Task input:
Content starts

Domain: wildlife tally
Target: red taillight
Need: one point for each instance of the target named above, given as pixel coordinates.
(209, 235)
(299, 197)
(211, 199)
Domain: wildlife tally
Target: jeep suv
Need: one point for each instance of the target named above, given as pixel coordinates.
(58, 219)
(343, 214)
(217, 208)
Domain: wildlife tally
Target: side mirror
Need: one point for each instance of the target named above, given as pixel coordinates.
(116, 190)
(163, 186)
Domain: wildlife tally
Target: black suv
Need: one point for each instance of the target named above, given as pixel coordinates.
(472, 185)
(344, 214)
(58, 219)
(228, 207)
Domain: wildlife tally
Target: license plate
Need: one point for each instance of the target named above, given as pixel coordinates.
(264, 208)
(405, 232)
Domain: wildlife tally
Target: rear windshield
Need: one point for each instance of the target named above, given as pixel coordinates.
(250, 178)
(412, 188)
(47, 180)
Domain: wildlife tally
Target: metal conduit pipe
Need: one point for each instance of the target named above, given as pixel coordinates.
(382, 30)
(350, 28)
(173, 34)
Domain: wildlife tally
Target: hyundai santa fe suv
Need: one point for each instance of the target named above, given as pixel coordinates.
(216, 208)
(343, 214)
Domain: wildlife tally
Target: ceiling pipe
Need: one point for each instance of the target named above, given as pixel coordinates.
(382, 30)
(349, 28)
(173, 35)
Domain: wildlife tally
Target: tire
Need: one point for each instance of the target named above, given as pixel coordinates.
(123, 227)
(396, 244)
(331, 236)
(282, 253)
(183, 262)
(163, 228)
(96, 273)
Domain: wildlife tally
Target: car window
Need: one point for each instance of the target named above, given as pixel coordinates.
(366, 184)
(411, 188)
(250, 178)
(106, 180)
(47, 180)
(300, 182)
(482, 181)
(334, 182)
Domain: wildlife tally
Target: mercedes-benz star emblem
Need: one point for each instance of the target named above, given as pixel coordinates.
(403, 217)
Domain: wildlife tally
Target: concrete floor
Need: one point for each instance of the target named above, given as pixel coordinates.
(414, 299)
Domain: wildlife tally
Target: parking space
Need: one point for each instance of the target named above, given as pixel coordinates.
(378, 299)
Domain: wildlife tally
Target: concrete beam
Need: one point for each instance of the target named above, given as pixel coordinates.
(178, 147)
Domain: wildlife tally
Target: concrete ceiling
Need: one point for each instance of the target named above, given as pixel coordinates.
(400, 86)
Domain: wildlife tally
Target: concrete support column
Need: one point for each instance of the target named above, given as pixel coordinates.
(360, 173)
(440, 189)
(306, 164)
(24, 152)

Content ends

Directions for this task:
From the records above, count how many lines hold the string "ceiling", then give only that number.

Exercise answer:
2